(PROVIDED RECORDS Opens)

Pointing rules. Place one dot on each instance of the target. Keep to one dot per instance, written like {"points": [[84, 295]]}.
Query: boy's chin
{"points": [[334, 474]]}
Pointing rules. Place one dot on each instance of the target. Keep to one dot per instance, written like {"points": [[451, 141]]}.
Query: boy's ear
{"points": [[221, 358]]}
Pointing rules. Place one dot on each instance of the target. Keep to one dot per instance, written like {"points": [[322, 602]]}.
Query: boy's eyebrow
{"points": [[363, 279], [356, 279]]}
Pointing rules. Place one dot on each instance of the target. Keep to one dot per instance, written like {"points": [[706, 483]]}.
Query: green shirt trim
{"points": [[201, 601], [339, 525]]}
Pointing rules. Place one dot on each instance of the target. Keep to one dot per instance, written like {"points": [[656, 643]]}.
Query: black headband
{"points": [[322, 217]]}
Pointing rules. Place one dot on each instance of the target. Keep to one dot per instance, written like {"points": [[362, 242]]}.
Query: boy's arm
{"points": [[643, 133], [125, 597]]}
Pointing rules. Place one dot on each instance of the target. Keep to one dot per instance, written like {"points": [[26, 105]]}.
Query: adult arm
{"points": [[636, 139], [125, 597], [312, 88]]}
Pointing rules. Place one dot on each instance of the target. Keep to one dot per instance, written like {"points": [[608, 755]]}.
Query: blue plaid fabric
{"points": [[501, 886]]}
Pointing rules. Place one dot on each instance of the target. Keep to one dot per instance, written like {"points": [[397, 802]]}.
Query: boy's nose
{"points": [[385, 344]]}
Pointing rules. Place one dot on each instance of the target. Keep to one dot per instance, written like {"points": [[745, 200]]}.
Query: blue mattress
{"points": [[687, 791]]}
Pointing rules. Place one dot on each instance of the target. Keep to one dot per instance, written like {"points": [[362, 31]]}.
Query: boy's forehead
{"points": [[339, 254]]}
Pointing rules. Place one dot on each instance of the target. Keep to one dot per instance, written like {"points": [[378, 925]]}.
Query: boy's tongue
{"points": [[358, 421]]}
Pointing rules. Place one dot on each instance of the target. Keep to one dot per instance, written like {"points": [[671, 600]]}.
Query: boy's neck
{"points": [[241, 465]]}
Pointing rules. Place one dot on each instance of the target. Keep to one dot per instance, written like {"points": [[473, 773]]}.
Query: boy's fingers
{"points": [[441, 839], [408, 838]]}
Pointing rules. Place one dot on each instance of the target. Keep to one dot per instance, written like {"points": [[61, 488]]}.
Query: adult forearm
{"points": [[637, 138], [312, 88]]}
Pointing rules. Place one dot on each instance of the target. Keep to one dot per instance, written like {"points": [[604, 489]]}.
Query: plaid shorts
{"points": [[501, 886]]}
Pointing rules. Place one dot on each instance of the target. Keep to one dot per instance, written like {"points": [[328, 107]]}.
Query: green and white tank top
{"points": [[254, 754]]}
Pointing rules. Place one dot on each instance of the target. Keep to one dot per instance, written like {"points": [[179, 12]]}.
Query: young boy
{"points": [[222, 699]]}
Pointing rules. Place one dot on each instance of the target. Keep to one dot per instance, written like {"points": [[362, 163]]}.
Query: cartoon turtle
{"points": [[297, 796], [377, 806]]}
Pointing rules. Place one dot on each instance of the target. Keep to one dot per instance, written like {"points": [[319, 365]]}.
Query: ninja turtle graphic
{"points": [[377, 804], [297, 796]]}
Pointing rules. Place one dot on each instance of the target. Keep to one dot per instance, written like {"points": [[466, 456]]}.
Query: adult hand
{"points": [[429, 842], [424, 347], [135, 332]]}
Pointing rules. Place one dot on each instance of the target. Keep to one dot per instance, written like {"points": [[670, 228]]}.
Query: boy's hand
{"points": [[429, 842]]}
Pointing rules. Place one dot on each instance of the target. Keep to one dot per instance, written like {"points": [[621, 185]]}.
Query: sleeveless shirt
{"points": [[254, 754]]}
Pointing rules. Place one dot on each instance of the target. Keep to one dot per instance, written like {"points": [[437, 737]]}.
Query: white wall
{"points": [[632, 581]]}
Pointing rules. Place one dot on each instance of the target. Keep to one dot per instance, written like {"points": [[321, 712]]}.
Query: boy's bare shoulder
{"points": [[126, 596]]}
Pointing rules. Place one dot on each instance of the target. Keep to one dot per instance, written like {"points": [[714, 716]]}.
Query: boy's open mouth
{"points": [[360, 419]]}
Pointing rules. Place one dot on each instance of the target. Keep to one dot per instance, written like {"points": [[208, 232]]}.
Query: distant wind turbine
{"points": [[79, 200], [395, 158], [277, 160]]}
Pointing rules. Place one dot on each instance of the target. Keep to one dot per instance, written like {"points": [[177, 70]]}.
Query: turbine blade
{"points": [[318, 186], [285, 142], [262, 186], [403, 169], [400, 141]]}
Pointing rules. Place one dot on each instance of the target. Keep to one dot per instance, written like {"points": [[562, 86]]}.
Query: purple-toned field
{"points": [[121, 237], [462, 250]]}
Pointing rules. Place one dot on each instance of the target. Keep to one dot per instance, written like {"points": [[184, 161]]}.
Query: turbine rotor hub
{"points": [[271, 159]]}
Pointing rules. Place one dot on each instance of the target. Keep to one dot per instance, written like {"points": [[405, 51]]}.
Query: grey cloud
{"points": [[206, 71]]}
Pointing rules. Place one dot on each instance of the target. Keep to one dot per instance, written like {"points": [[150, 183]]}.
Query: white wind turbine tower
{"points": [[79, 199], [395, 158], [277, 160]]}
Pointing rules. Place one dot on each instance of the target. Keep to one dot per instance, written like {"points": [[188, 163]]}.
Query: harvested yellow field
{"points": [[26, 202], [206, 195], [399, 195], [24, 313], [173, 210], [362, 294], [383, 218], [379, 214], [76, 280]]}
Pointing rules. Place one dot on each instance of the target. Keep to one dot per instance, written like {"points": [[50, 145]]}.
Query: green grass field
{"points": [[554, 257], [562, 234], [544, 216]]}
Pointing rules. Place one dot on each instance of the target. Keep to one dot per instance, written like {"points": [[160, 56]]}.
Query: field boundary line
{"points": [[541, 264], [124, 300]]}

(PROVIDED RECORDS Closes)

- _WHAT TO DO_: You are asked to reproduce word for word the line containing "Query: purple-toned field" and every subsequent line through the end of the entries.

- _ANSWER TO THIS EXERCISE_:
Query: purple-toned field
{"points": [[121, 237], [462, 250]]}
Pointing rules. Place one dot on each instance of the target. Keep to one dot per instance, written like {"points": [[184, 161]]}.
Query: turbine rotor hub
{"points": [[271, 159]]}
Pointing rules. Place one dot on each instance of the target. Keep to one dot per instance, written like {"points": [[405, 51]]}.
Query: grey cloud
{"points": [[206, 71]]}
Pointing rules. Place one dot on each instance of the target. Keep to one dot per instance, written like {"points": [[150, 183]]}.
Query: white wind turbine tower
{"points": [[79, 199], [395, 158], [277, 160]]}
Pointing rules. Place one dot on each instance of the target. Keep to one dot per instance, written like {"points": [[188, 163]]}.
Query: harvested yellow field
{"points": [[26, 202], [206, 195], [399, 195], [24, 313], [173, 210], [362, 294], [383, 218], [379, 214], [76, 280]]}
Pointing rules. Place one dot on each instance of the target. Keep to one dot per instance, written like {"points": [[50, 145]]}.
Query: green grass field
{"points": [[554, 257], [562, 234], [544, 216]]}
Pointing rules. Place one dot on each instance of the target. Keep to one dot per instance, written like {"points": [[160, 56]]}.
Query: field boundary line
{"points": [[541, 264], [124, 300]]}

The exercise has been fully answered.